### WORK INSTRUCTION
This exercise calls for retyping every line below exactly, with the images omitted.

┄┄┄┄┄┄┄┄┄┄┄┄┄┄┄┄┄┄┄┄

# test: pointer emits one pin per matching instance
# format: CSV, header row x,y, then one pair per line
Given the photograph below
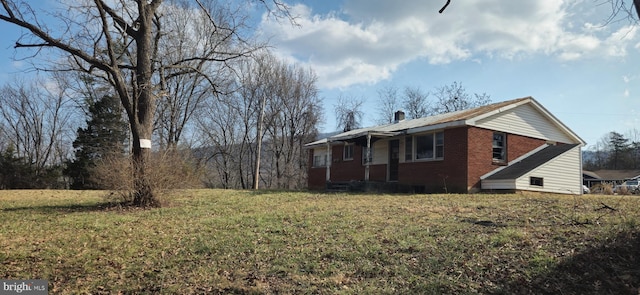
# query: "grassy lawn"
x,y
243,242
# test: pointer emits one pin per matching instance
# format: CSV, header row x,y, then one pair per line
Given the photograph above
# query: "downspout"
x,y
366,159
328,171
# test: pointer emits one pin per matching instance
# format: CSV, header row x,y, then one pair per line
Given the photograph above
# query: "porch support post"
x,y
328,159
367,157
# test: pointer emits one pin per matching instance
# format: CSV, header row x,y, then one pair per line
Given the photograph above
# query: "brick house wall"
x,y
440,175
480,152
468,154
344,170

┄┄┄┄┄┄┄┄┄┄┄┄┄┄┄┄┄┄┄┄

### ANSWER BOX
# test: pointer emits one pin per matching instance
# format: CSV, header row x,y, then one pair per line
Given the photograph below
# query: "grassy lawn"
x,y
243,242
# test: pointer emits one pin per matching instance
# format: CSV, header row x,y, then one pair per line
Given the photograph above
# query: "downspout"
x,y
366,159
328,171
# test: pointer emits one pin per matching instance
# format: CSV, header row x,y, then one pair per line
Given the photograph above
# query: "porch support post"
x,y
328,159
367,157
# test: pointer emits one pin per matching instance
# format: CSV, header row x,y, then one pair per line
Given the photograph above
# query: "brick house wall"
x,y
440,175
480,152
468,154
344,170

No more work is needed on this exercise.